*Detection examples*

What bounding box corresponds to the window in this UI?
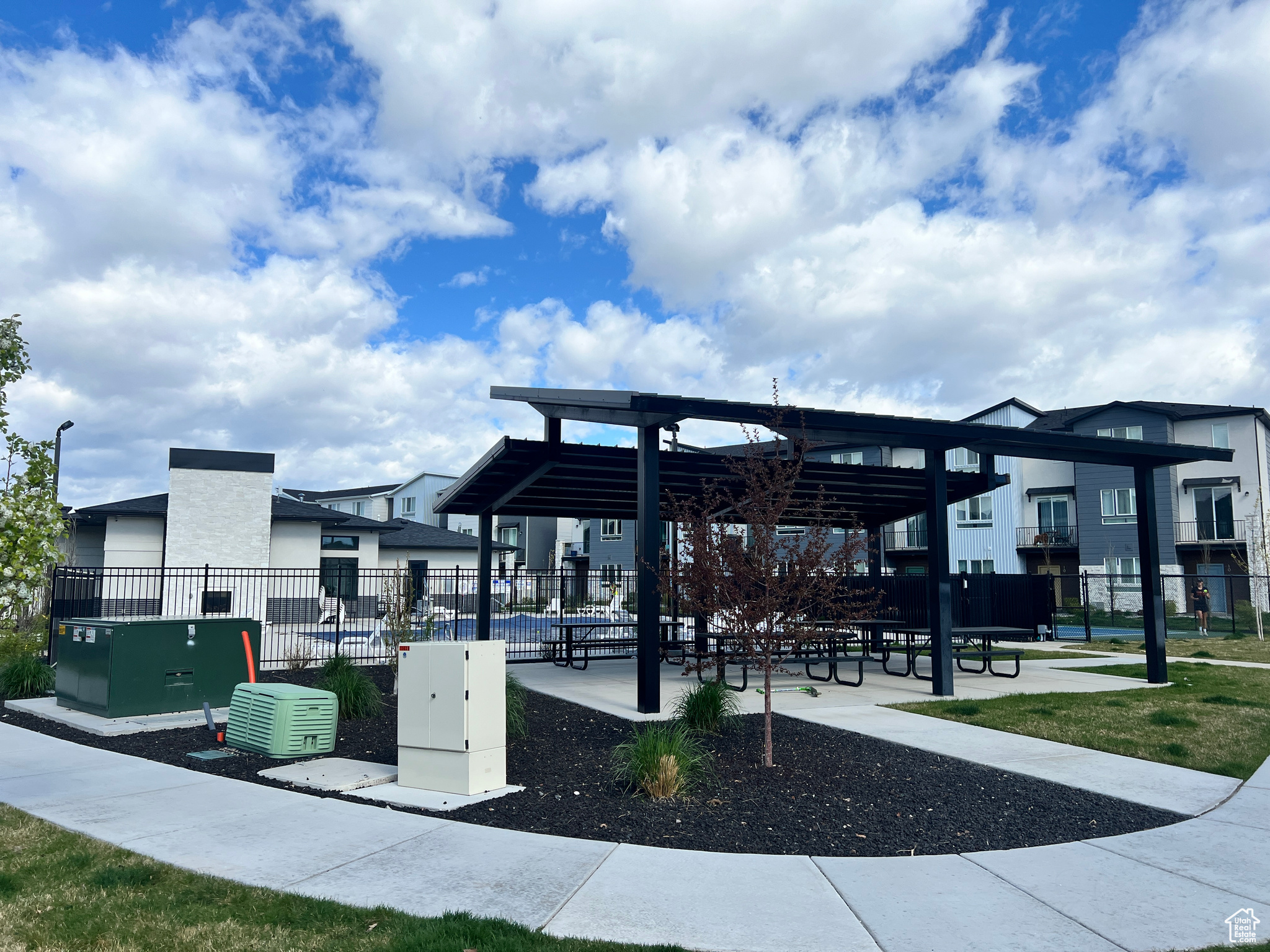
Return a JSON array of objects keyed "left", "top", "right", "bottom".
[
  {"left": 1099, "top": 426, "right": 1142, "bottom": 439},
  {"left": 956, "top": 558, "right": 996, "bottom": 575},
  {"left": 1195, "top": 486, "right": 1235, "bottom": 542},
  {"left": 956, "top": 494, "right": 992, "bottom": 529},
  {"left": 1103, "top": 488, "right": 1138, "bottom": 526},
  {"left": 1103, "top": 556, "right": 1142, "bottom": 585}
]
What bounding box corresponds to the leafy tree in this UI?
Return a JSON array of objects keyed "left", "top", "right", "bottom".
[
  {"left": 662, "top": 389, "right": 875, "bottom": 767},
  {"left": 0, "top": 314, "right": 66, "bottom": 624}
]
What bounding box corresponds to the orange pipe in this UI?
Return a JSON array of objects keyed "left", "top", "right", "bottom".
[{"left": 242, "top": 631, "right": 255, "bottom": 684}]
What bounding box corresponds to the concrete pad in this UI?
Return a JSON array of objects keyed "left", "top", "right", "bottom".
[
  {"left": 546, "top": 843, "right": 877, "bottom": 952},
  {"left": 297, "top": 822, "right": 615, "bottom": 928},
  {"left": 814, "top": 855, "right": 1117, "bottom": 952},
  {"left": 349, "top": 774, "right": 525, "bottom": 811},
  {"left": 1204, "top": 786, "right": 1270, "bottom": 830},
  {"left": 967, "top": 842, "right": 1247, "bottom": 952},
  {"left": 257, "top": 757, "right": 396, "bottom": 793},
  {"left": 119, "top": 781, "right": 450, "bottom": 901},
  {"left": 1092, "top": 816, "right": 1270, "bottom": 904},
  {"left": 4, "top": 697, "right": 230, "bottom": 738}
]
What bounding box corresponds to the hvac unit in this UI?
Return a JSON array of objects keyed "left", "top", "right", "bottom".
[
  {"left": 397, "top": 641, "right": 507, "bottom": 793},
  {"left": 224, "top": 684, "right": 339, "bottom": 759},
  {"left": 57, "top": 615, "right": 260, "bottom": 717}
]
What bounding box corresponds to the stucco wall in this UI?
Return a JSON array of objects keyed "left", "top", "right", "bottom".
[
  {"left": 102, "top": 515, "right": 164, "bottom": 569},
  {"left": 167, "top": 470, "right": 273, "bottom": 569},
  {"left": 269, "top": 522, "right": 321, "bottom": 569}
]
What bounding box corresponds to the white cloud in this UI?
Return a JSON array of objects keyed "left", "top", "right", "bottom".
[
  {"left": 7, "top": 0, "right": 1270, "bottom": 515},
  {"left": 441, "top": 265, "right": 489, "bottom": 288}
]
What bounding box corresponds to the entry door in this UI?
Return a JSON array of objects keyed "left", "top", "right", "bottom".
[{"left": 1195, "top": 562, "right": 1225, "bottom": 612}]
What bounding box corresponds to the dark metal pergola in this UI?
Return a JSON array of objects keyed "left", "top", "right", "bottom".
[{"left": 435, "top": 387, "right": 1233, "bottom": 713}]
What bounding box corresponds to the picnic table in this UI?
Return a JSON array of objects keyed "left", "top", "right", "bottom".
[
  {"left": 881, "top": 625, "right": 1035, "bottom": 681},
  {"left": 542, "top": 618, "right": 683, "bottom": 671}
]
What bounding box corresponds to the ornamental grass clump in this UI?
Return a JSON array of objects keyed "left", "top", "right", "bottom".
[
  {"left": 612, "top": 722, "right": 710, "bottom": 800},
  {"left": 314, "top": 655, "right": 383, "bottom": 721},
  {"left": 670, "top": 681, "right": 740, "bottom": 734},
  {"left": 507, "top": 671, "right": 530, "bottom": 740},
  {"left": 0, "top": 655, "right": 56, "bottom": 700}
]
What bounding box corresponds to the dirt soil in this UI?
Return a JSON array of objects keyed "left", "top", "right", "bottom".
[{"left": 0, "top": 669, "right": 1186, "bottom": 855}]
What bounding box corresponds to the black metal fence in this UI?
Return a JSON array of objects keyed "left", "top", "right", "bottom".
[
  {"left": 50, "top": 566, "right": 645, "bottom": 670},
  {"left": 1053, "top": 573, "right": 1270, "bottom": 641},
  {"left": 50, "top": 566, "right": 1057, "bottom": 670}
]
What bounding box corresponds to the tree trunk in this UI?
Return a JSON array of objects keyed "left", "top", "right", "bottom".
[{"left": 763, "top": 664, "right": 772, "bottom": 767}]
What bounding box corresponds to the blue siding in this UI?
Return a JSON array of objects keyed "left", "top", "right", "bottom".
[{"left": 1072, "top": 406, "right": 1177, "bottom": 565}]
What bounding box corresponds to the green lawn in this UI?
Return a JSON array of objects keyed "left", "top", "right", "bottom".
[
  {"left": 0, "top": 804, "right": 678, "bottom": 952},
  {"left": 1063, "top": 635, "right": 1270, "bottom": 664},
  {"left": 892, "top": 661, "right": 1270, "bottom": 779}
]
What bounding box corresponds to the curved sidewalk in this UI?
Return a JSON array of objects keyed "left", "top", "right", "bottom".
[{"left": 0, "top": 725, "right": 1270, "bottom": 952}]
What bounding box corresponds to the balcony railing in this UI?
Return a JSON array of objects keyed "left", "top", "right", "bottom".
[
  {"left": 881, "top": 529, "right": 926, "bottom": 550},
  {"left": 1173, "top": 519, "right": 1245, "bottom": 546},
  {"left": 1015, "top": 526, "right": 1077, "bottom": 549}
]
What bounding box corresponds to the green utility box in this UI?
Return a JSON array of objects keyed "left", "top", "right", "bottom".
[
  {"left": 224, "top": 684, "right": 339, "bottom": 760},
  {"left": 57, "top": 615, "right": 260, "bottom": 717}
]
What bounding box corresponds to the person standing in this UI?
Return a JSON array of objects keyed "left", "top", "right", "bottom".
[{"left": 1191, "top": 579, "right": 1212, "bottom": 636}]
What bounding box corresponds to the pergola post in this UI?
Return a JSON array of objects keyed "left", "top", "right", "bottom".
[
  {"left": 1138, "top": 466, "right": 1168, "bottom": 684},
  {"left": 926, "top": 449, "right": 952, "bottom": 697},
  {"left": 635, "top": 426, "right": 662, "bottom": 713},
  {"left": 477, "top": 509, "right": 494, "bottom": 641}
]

*What is being asked*
Return all of the material above line for line with nothing changed, but leave out the pictures.

*In response*
What bounding box corresponds to the window in this UI?
Return a JSON array of objects keyed "left", "top", "right", "bottom".
[
  {"left": 1099, "top": 426, "right": 1142, "bottom": 439},
  {"left": 956, "top": 558, "right": 996, "bottom": 575},
  {"left": 1195, "top": 486, "right": 1235, "bottom": 542},
  {"left": 956, "top": 494, "right": 992, "bottom": 529},
  {"left": 1103, "top": 488, "right": 1138, "bottom": 526},
  {"left": 1103, "top": 556, "right": 1142, "bottom": 585}
]
What bounding box corresponds to the leafy tree in this UI?
Return a JSON array of objects keyed "left", "top", "right", "bottom".
[
  {"left": 662, "top": 389, "right": 875, "bottom": 767},
  {"left": 0, "top": 314, "right": 66, "bottom": 624}
]
What bounding box corresponds to the orange pipe in this UI?
Return a JSON array of objects keyed "left", "top", "right", "bottom".
[{"left": 242, "top": 631, "right": 255, "bottom": 684}]
What bounding box corresponds to the concrete pad in this UI?
Return a JSON array of objects keyed "left", "top", "right", "bottom".
[
  {"left": 546, "top": 843, "right": 877, "bottom": 952},
  {"left": 297, "top": 822, "right": 615, "bottom": 928},
  {"left": 814, "top": 855, "right": 1117, "bottom": 952},
  {"left": 349, "top": 774, "right": 525, "bottom": 811},
  {"left": 1204, "top": 786, "right": 1270, "bottom": 830},
  {"left": 967, "top": 842, "right": 1247, "bottom": 952},
  {"left": 257, "top": 757, "right": 396, "bottom": 793},
  {"left": 119, "top": 781, "right": 450, "bottom": 901},
  {"left": 1092, "top": 816, "right": 1270, "bottom": 904},
  {"left": 4, "top": 697, "right": 230, "bottom": 738}
]
What bounding box corresponds to the hvac unit in this UI?
Return a JSON array of objects keyed "left", "top", "right", "bottom".
[
  {"left": 397, "top": 641, "right": 507, "bottom": 793},
  {"left": 224, "top": 684, "right": 339, "bottom": 759},
  {"left": 57, "top": 615, "right": 260, "bottom": 717}
]
What bounding box corresponds to the stucco wall in this UI?
Return a JSON array of objects keyed "left", "top", "right", "bottom".
[
  {"left": 102, "top": 515, "right": 164, "bottom": 569},
  {"left": 167, "top": 470, "right": 273, "bottom": 569},
  {"left": 269, "top": 522, "right": 321, "bottom": 569}
]
What bounding box corresponds to the white cloud in this UI?
Return a JSON array of objects keyed "left", "top", "right", "bottom".
[
  {"left": 7, "top": 0, "right": 1270, "bottom": 515},
  {"left": 441, "top": 265, "right": 489, "bottom": 288}
]
What bounding box corresponds to the entry door in this UI?
Return a JSON array of objects keyed "left", "top", "right", "bottom".
[{"left": 1195, "top": 562, "right": 1225, "bottom": 612}]
What bounding box corresponds to the dark metal pergola in this UI?
Return a JSON array of objects keyed "left", "top", "right", "bottom".
[{"left": 435, "top": 387, "right": 1233, "bottom": 713}]
What bounding box corresponds to the picnic table in this UI?
Return a JSON array of objects keyed "left", "top", "right", "bottom".
[
  {"left": 881, "top": 625, "right": 1035, "bottom": 681},
  {"left": 542, "top": 618, "right": 683, "bottom": 671}
]
What bounding box corresponds to the ornamental grass clump in this UI?
Return a JSON array of objects keyed "left", "top", "right", "bottom".
[
  {"left": 612, "top": 722, "right": 710, "bottom": 800},
  {"left": 314, "top": 655, "right": 383, "bottom": 721},
  {"left": 670, "top": 681, "right": 740, "bottom": 734},
  {"left": 507, "top": 671, "right": 530, "bottom": 740},
  {"left": 0, "top": 655, "right": 56, "bottom": 700}
]
What bounding box corresponds to the dirt soil in this UI?
Return a JSON array of objects keyed "left", "top", "right", "bottom".
[{"left": 0, "top": 669, "right": 1186, "bottom": 855}]
What bounding box corresponds to the black metal fence in this UI?
Return a JSON array of objects keyed "left", "top", "right", "bottom".
[
  {"left": 50, "top": 566, "right": 645, "bottom": 670},
  {"left": 1053, "top": 573, "right": 1270, "bottom": 641},
  {"left": 50, "top": 566, "right": 1057, "bottom": 670}
]
What bounding box corresponds to the tree trunk in this UI?
Return a JSON array of objects keyed "left", "top", "right", "bottom".
[{"left": 763, "top": 664, "right": 772, "bottom": 767}]
What bounding box corresponds to the blue siding in this UI?
Return a JSON array of objects keyed "left", "top", "right", "bottom".
[{"left": 1072, "top": 406, "right": 1177, "bottom": 565}]
What bounding box corresponds to the green lawn in this UI?
Return a JSON array of objects keyed "left", "top", "right", "bottom".
[
  {"left": 0, "top": 804, "right": 678, "bottom": 952},
  {"left": 1063, "top": 635, "right": 1270, "bottom": 664},
  {"left": 892, "top": 661, "right": 1270, "bottom": 779}
]
What bounding box corresponds to the curved sidewalk in this UI?
Return a JSON array of objects keyed "left", "top", "right", "bottom".
[{"left": 0, "top": 725, "right": 1270, "bottom": 952}]
What bounding box corresponds to the balcony railing in this UI?
Return a JSON array of objects keyed "left", "top", "right", "bottom".
[
  {"left": 881, "top": 529, "right": 926, "bottom": 550},
  {"left": 1173, "top": 519, "right": 1245, "bottom": 546},
  {"left": 1015, "top": 526, "right": 1077, "bottom": 549}
]
What bounding box corresponds to the green utility box in this UI?
Return a JSON array of objects keyed "left", "top", "right", "bottom".
[
  {"left": 224, "top": 684, "right": 339, "bottom": 760},
  {"left": 57, "top": 615, "right": 260, "bottom": 717}
]
What bounding box corresponds to the person standing in this UI?
Return a JSON array of objects keyed "left", "top", "right", "bottom".
[{"left": 1191, "top": 579, "right": 1212, "bottom": 636}]
What bounding box corresponds to the pergola post in this UI?
Return a JSON array of objects keyed "left", "top", "right", "bottom".
[
  {"left": 1138, "top": 466, "right": 1168, "bottom": 684},
  {"left": 926, "top": 449, "right": 952, "bottom": 697},
  {"left": 635, "top": 426, "right": 662, "bottom": 713},
  {"left": 477, "top": 509, "right": 494, "bottom": 641}
]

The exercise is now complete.